EXERCISE =>
Reproduce the listing below in full and without alteration, apart from its pictures.

Stored records:
○ ○ ○ ○
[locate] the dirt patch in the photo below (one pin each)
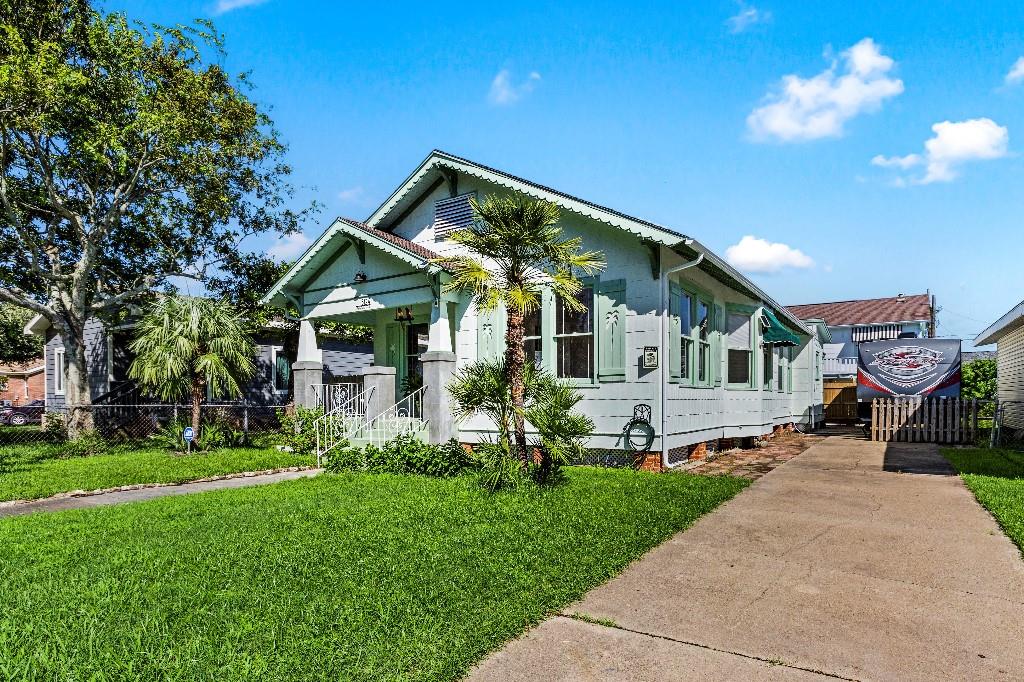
(756, 462)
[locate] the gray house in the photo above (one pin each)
(108, 359)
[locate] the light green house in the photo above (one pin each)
(670, 325)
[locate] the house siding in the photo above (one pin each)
(1010, 373)
(693, 415)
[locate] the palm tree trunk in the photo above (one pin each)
(515, 364)
(199, 387)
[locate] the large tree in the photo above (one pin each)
(127, 156)
(516, 250)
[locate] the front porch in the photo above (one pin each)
(356, 274)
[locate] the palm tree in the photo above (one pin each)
(517, 251)
(185, 344)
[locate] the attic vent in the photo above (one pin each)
(452, 214)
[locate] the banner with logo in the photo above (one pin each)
(908, 367)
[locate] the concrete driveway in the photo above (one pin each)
(855, 560)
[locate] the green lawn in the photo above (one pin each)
(36, 470)
(996, 478)
(339, 577)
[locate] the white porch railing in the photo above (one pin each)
(332, 396)
(337, 425)
(404, 417)
(840, 366)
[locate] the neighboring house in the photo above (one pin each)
(850, 323)
(22, 382)
(108, 360)
(670, 327)
(1008, 335)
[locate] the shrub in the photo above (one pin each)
(297, 428)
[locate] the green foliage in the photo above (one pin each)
(499, 468)
(297, 430)
(978, 380)
(402, 455)
(996, 478)
(86, 443)
(391, 578)
(15, 346)
(183, 344)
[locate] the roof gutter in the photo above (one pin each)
(664, 364)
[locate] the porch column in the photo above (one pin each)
(438, 368)
(307, 370)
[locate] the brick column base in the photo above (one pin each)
(649, 462)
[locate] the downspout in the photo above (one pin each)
(664, 345)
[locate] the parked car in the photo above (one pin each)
(30, 413)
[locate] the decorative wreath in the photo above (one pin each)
(638, 433)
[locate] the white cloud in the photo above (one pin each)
(224, 6)
(747, 16)
(1016, 74)
(805, 109)
(756, 255)
(349, 196)
(504, 91)
(952, 145)
(289, 247)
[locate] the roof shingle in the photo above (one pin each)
(867, 311)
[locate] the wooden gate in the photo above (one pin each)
(841, 399)
(912, 419)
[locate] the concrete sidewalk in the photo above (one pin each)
(839, 564)
(137, 495)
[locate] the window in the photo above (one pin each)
(531, 338)
(59, 371)
(686, 340)
(704, 342)
(281, 370)
(739, 345)
(574, 337)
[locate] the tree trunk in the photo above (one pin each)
(515, 364)
(78, 397)
(199, 388)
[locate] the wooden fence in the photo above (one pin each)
(912, 419)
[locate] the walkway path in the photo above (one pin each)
(853, 561)
(120, 497)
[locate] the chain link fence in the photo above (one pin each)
(230, 424)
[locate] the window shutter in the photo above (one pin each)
(611, 330)
(491, 333)
(675, 329)
(452, 215)
(716, 344)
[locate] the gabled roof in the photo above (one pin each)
(440, 166)
(868, 311)
(1012, 321)
(414, 254)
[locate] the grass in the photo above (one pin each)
(36, 470)
(996, 478)
(353, 576)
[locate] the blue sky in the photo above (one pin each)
(889, 158)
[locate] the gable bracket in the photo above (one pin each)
(452, 179)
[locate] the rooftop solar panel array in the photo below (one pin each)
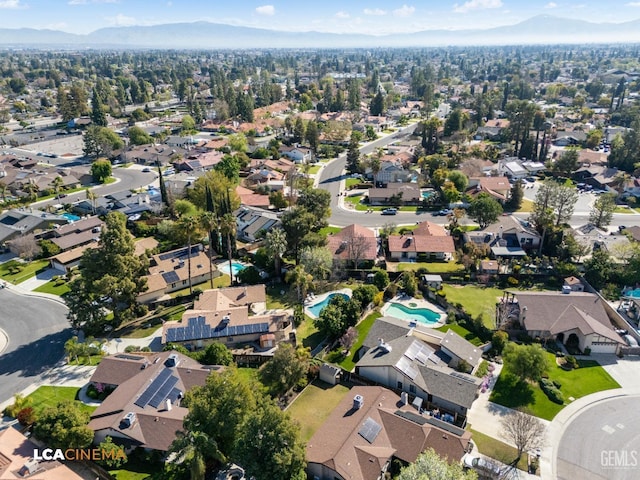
(197, 329)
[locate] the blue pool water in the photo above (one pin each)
(70, 217)
(315, 309)
(235, 267)
(422, 315)
(633, 293)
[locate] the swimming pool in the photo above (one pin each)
(315, 309)
(70, 217)
(235, 267)
(422, 315)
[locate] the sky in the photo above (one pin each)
(336, 16)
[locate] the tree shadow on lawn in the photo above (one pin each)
(512, 392)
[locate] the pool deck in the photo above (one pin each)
(312, 301)
(419, 303)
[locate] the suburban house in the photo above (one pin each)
(253, 222)
(233, 316)
(498, 187)
(576, 319)
(168, 272)
(508, 237)
(354, 244)
(395, 356)
(428, 241)
(144, 409)
(369, 428)
(396, 194)
(391, 171)
(19, 222)
(17, 460)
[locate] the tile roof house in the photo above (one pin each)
(577, 318)
(498, 187)
(234, 315)
(353, 244)
(17, 462)
(402, 361)
(359, 442)
(408, 194)
(428, 241)
(144, 409)
(508, 237)
(169, 272)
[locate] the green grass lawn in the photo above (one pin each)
(432, 267)
(463, 332)
(53, 289)
(47, 396)
(329, 230)
(348, 363)
(28, 270)
(314, 405)
(497, 450)
(475, 300)
(589, 378)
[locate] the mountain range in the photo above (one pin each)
(543, 29)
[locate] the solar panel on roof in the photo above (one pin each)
(162, 393)
(171, 277)
(370, 430)
(153, 388)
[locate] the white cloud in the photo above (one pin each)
(121, 20)
(476, 5)
(376, 12)
(10, 4)
(404, 11)
(267, 10)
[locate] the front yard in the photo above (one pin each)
(314, 405)
(476, 300)
(589, 378)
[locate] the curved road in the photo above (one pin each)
(37, 329)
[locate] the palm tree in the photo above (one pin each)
(276, 245)
(209, 222)
(228, 228)
(92, 197)
(57, 183)
(3, 191)
(189, 224)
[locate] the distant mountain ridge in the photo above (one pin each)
(543, 29)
○ ○ ○ ○
EXERCISE RESULT =>
[locate] the dirt patch in the photo below (one pin each)
(756, 462)
[locate] the gray house in the photo above (one pin each)
(108, 359)
[locate] the light green house in the photo above (one pin each)
(670, 325)
[locate] the house siding in the photo above (one pin each)
(1010, 373)
(693, 415)
[locate] the palm tree trunk in the photo above (one pin each)
(515, 364)
(199, 387)
[locate] the large tree in the photo above (one pin each)
(127, 156)
(516, 250)
[locate] the front porch in the photo above (one pin each)
(356, 274)
[locate] the palm tree in the photo above (one pin each)
(517, 251)
(185, 344)
[locate] the attic vent in the photo above (one pin each)
(452, 214)
[locate] the banner with logo in the photo above (one pin each)
(908, 367)
[locate] the concrete driveway in the photo above (one pin each)
(855, 560)
[locate] the green lawn in the photo above (one pin each)
(36, 470)
(996, 478)
(339, 577)
[locate] the white porch railing in the photo above (one pin each)
(332, 396)
(337, 425)
(404, 417)
(840, 366)
[locate] the neighboring house in the photo above (one pin each)
(850, 323)
(22, 382)
(108, 360)
(670, 327)
(1008, 335)
[locate] the shrub in the photo above (one pin each)
(297, 428)
[locate] the green foliage in the photo above (one pin each)
(499, 468)
(297, 430)
(978, 380)
(402, 455)
(996, 478)
(86, 443)
(391, 578)
(15, 346)
(183, 344)
[locate] the roof gutter in the photo above (one pin each)
(664, 364)
[locate] the porch column in the photo above (one pin each)
(438, 368)
(307, 370)
[locate] the brick column base in the photo above (one pin each)
(649, 462)
[locate] the downspout in the photo above (one pin each)
(664, 345)
[locate] the parked car in the photo above (one pin each)
(30, 413)
[locate] the decorative wreath in the photo above (one pin each)
(638, 433)
[locate] the white cloud in the photo above (one pin each)
(224, 6)
(747, 16)
(1016, 74)
(805, 109)
(756, 255)
(349, 196)
(504, 91)
(952, 145)
(289, 247)
[locate] the roof shingle in the photo above (one pin each)
(867, 311)
[locate] the wooden gate in the photo above (one pin each)
(841, 399)
(912, 419)
[locate] the concrete sidewalk in the photo above (one pin each)
(839, 564)
(137, 495)
[locate] the window in the photo above (one pin each)
(531, 338)
(59, 371)
(686, 340)
(704, 342)
(281, 370)
(739, 345)
(574, 337)
[locate] the tree trunk in the photo above (one pin each)
(515, 364)
(78, 397)
(199, 388)
[locate] the wooden fence in the photo above (one pin each)
(912, 419)
[locate] the walkway path in the photo above (one pin each)
(853, 561)
(120, 497)
[locate] the chain link fence in the photo above (one pin each)
(230, 424)
[locate] the window shutter in the photo above (one pin each)
(611, 330)
(491, 333)
(675, 329)
(452, 215)
(716, 344)
[locate] the gabled roof in the photo above (one pin each)
(440, 166)
(868, 311)
(1012, 321)
(414, 254)
[locate] the grass in the photo above (one pin each)
(36, 470)
(996, 478)
(353, 576)
[locate] the blue sky in the photo above (one pin each)
(889, 158)
[locate] the gable bracket in the photo above (one pin each)
(452, 179)
[locate] the rooftop solar panel array in the photo below (one pin each)
(197, 329)
[locate] the blue pool water in the photo above (one pin each)
(70, 217)
(315, 309)
(235, 267)
(422, 315)
(633, 293)
[locate] the swimming pool in the photo above (one pin each)
(315, 309)
(70, 217)
(235, 267)
(422, 315)
[locate] the sky in the photo above (one pin each)
(336, 16)
[locate] the tree shadow on lawn in the photo above (one pin each)
(512, 392)
[locate] the pool deck in the photo above (one pin each)
(312, 301)
(419, 303)
[locate] the suburban house in the photo above (one pin each)
(253, 222)
(233, 316)
(498, 187)
(576, 319)
(168, 272)
(508, 237)
(354, 244)
(395, 356)
(428, 241)
(144, 409)
(369, 428)
(396, 194)
(391, 171)
(19, 222)
(17, 460)
[locate] the tile roof house in the photo above (one pin each)
(577, 318)
(498, 187)
(234, 315)
(353, 244)
(17, 462)
(402, 361)
(359, 442)
(408, 194)
(428, 241)
(144, 409)
(508, 237)
(169, 272)
[locate] the green grass lawn in the photo above (one pin each)
(432, 267)
(463, 332)
(53, 289)
(47, 396)
(329, 230)
(348, 363)
(28, 270)
(314, 405)
(497, 450)
(475, 300)
(589, 378)
[locate] the mountain range in the photo above (one pin each)
(543, 29)
[locate] the solar panel on roof in the photo above (one pin each)
(162, 393)
(171, 277)
(370, 430)
(153, 388)
[locate] the white cloud in the photo above (one pin each)
(121, 20)
(476, 5)
(376, 12)
(10, 4)
(404, 11)
(267, 10)
[locate] the front yard in the photo above (one pin each)
(314, 405)
(476, 300)
(589, 378)
[locate] the curved road in the photo above (one pin each)
(37, 329)
[locate] the palm tree in the photo above (one pin each)
(276, 245)
(209, 222)
(228, 228)
(92, 197)
(57, 183)
(3, 191)
(189, 224)
[locate] the distant mountain ridge in the photo above (one pin each)
(543, 29)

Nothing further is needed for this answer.